Work out how many lines in the items below contain the string "podium", and give only that number.
※
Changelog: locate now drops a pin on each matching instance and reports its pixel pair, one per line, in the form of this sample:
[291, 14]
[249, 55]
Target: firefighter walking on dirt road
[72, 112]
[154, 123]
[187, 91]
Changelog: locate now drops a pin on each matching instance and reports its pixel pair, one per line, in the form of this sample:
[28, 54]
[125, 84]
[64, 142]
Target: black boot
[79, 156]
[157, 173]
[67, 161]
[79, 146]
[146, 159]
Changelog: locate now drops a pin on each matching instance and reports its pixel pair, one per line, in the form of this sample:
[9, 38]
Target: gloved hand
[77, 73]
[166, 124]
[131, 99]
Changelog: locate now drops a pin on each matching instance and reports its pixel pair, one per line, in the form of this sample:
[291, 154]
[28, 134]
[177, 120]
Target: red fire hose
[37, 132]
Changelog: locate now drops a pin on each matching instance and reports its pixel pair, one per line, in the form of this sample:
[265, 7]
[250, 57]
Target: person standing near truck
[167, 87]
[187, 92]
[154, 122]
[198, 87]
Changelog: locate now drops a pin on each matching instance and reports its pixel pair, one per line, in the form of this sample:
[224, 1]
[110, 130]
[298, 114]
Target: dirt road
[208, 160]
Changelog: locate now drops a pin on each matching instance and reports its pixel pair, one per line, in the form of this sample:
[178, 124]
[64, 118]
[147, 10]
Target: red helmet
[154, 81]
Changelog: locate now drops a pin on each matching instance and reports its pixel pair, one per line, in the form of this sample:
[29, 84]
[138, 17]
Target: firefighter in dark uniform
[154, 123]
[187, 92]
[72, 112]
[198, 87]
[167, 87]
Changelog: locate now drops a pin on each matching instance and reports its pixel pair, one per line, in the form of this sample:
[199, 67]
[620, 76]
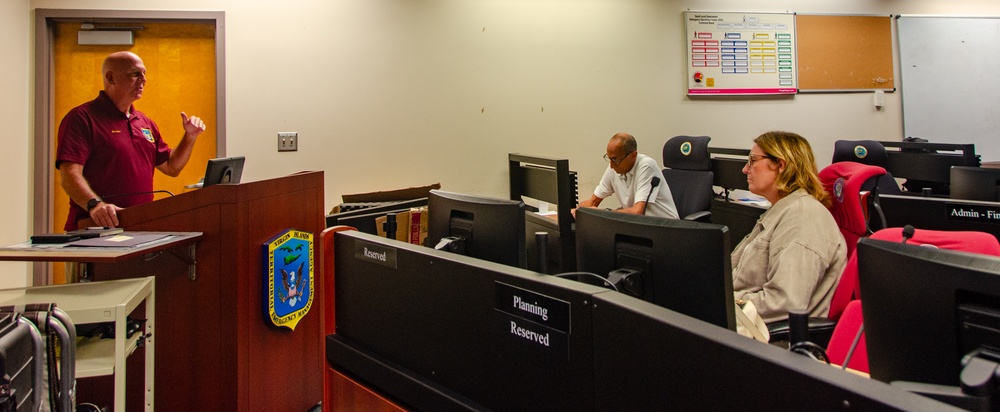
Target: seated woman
[795, 254]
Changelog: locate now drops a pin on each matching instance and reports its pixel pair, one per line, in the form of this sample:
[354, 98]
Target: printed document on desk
[120, 240]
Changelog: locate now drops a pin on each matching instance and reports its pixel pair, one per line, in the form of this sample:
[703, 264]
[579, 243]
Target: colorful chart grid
[740, 53]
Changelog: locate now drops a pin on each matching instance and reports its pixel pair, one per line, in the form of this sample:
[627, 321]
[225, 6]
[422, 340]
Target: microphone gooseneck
[652, 185]
[908, 232]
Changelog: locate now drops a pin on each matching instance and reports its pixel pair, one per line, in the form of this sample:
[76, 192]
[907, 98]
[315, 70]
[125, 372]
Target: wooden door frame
[44, 95]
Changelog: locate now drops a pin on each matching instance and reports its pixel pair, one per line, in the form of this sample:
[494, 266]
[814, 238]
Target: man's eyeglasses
[616, 161]
[751, 158]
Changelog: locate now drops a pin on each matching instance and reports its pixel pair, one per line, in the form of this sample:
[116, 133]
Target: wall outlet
[288, 141]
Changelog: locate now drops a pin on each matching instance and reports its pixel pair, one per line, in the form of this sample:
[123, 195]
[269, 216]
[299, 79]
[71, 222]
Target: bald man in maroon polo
[109, 149]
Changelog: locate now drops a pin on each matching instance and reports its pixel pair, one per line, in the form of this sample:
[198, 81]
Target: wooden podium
[215, 349]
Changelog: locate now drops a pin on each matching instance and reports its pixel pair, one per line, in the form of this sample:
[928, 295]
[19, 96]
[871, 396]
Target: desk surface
[66, 252]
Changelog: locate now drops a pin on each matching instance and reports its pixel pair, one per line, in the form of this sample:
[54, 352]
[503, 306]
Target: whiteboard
[950, 76]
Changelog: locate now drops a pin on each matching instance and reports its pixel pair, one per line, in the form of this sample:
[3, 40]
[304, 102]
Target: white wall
[15, 53]
[397, 93]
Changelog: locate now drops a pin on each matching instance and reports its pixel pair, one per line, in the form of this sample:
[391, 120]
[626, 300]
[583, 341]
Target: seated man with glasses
[629, 177]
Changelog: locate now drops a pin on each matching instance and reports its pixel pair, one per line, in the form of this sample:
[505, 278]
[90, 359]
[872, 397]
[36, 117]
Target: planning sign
[740, 53]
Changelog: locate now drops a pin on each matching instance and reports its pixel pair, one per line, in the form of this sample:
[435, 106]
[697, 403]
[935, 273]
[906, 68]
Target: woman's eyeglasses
[751, 158]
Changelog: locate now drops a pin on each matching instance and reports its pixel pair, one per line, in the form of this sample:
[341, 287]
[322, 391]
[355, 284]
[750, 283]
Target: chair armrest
[820, 331]
[702, 216]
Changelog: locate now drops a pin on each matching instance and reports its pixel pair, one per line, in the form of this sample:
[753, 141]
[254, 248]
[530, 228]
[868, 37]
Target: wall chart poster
[740, 53]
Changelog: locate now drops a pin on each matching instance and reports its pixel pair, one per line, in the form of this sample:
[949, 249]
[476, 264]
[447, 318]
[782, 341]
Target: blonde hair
[800, 165]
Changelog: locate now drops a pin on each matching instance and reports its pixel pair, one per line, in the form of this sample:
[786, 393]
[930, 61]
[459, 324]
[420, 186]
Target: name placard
[533, 319]
[973, 213]
[375, 253]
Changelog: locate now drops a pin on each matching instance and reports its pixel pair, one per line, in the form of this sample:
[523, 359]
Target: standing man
[107, 148]
[629, 177]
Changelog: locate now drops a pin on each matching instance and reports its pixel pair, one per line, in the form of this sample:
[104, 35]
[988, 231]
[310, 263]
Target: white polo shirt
[634, 186]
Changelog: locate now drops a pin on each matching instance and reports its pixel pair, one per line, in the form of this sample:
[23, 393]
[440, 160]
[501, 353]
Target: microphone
[652, 185]
[908, 231]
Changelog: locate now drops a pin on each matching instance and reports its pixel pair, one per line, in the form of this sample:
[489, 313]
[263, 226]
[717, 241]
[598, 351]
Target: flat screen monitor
[481, 227]
[941, 213]
[928, 165]
[681, 265]
[975, 183]
[223, 170]
[727, 165]
[925, 309]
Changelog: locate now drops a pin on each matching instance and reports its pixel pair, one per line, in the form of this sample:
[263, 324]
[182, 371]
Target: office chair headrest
[867, 152]
[687, 153]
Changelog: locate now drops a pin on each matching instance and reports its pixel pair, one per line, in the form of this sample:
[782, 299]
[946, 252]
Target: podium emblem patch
[288, 277]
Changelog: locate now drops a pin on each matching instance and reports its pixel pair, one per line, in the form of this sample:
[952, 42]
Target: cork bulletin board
[731, 53]
[844, 53]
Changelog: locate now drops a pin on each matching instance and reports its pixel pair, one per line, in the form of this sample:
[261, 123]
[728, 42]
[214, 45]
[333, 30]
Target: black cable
[587, 274]
[137, 194]
[854, 345]
[810, 350]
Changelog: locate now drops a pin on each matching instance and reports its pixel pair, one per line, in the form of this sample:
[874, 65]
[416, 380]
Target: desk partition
[928, 162]
[437, 331]
[941, 213]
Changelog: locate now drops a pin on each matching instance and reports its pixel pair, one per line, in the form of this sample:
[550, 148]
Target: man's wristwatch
[92, 203]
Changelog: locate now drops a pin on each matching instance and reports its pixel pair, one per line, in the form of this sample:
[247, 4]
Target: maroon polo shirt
[119, 153]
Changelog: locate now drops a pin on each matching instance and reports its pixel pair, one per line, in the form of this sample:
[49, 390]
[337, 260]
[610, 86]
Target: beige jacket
[793, 258]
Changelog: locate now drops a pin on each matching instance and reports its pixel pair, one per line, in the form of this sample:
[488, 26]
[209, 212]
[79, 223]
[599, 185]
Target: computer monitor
[727, 165]
[549, 181]
[481, 227]
[928, 165]
[364, 219]
[975, 183]
[925, 309]
[223, 170]
[681, 265]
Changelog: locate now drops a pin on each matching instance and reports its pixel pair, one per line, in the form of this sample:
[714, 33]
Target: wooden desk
[67, 252]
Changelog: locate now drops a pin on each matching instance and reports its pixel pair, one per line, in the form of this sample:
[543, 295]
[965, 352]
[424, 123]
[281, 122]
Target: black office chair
[868, 152]
[689, 175]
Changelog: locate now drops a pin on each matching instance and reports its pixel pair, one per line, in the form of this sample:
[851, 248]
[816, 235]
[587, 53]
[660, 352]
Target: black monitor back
[928, 163]
[686, 265]
[727, 165]
[493, 228]
[941, 213]
[975, 183]
[916, 304]
[224, 170]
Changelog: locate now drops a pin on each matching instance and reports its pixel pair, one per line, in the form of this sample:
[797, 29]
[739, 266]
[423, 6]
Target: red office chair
[867, 152]
[846, 298]
[843, 181]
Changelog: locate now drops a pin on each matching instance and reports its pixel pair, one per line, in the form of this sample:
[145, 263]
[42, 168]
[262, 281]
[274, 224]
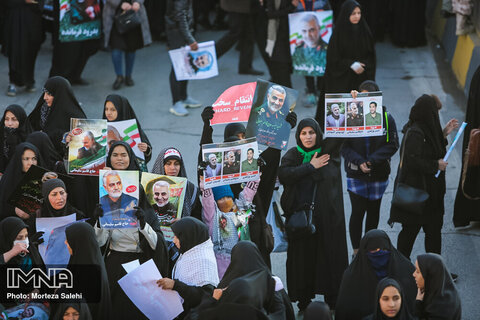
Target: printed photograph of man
[90, 146]
[250, 164]
[231, 164]
[354, 119]
[115, 199]
[336, 117]
[311, 50]
[373, 118]
[213, 168]
[166, 211]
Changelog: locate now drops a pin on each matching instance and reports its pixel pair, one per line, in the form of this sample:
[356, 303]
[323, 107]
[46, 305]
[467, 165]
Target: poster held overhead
[271, 105]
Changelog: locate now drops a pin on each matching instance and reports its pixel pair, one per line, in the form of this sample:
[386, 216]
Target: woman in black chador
[54, 109]
[315, 262]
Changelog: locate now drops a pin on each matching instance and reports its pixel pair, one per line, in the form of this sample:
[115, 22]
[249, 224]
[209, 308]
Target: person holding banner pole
[178, 22]
[424, 145]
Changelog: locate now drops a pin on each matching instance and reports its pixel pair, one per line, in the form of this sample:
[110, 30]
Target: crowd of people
[218, 274]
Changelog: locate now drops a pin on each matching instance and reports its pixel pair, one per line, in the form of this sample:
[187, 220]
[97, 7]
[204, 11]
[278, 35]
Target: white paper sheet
[140, 285]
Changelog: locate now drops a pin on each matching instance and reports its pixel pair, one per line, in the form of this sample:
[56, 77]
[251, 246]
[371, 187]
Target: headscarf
[192, 192]
[308, 153]
[81, 238]
[10, 137]
[12, 176]
[65, 106]
[441, 298]
[126, 112]
[133, 165]
[197, 265]
[424, 113]
[232, 129]
[356, 297]
[402, 314]
[47, 150]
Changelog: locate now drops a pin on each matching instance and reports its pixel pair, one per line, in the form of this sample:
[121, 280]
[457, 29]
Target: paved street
[402, 74]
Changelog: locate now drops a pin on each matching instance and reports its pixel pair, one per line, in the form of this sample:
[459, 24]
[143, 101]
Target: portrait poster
[87, 151]
[195, 65]
[346, 117]
[166, 195]
[271, 105]
[310, 32]
[230, 162]
[79, 20]
[119, 196]
[126, 130]
[27, 195]
[234, 104]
※
- [Solution for this exercise]: 2